**Source data:**
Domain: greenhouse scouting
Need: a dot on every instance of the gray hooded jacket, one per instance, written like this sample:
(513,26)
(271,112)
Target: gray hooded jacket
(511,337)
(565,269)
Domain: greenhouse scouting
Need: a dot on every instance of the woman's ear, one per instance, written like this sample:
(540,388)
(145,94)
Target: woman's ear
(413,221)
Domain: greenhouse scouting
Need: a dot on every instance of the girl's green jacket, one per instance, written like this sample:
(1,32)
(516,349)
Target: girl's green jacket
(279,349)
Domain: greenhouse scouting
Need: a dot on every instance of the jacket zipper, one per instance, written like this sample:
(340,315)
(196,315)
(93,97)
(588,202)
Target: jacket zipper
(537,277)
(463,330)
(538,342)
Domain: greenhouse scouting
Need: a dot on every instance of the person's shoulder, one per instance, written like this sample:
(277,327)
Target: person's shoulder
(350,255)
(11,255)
--
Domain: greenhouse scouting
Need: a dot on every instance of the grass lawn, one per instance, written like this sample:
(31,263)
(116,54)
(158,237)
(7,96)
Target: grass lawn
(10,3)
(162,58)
...
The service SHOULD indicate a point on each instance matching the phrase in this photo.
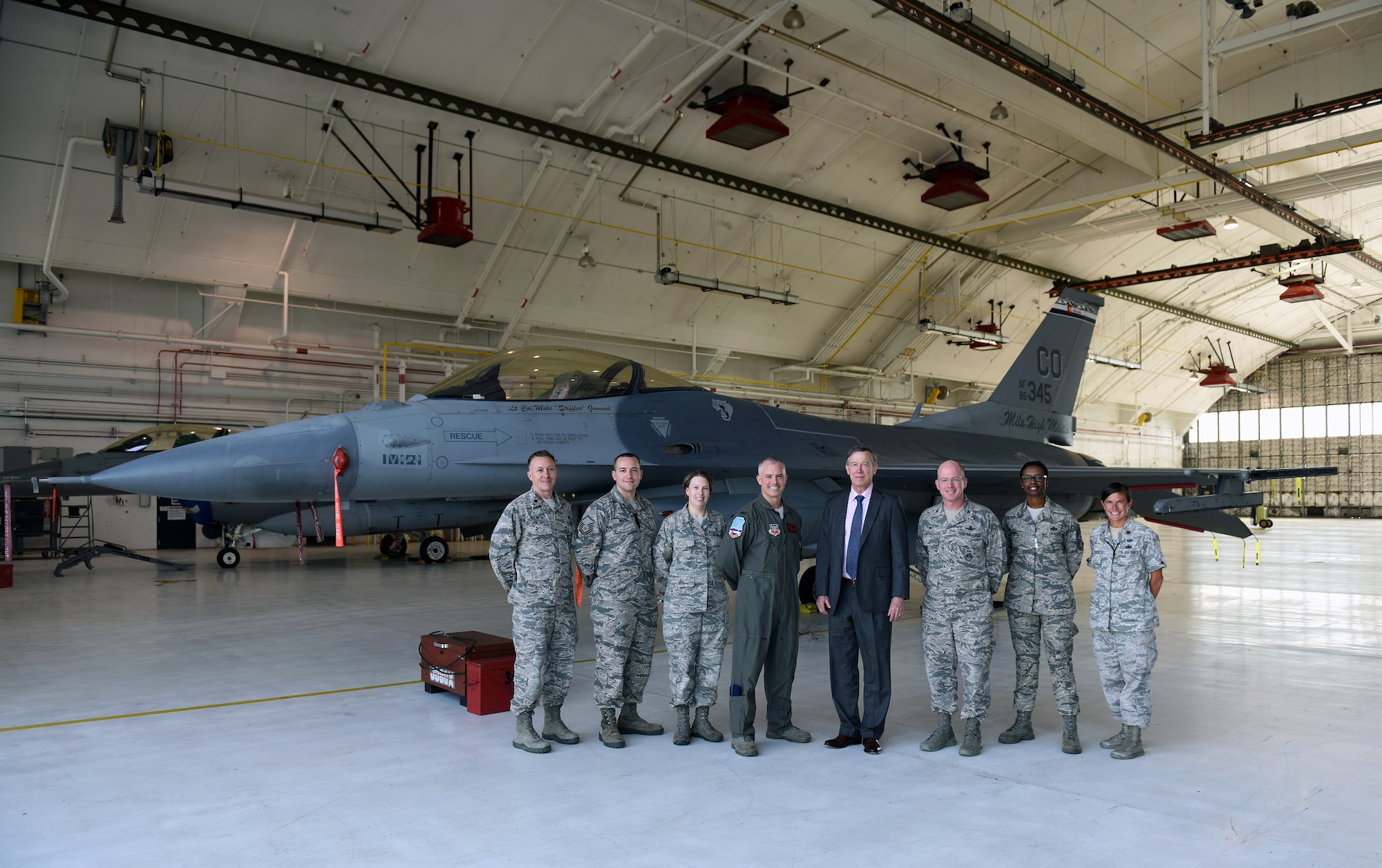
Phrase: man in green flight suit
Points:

**Task directions:**
Scan the preceding listing for the string "like" and copy every line where it occurs.

**Answer to this problem:**
Need: a dot on every instance of the gray hooded jacket, one per instance, written like this sample:
Need: a dot on every instance of the woman's ear, one per instance, written like this sample:
Need: a dot on every instance of the girl's green jacket, one per instance, written like this sample:
Need: a dot on every instance of the jacket zipper, one per instance, written like this sample:
Need: a dot on every instance of the person's shoulder, one per instance, written like this sample:
Need: a dot on every instance of the grass lawn, one per instance, written like this sample:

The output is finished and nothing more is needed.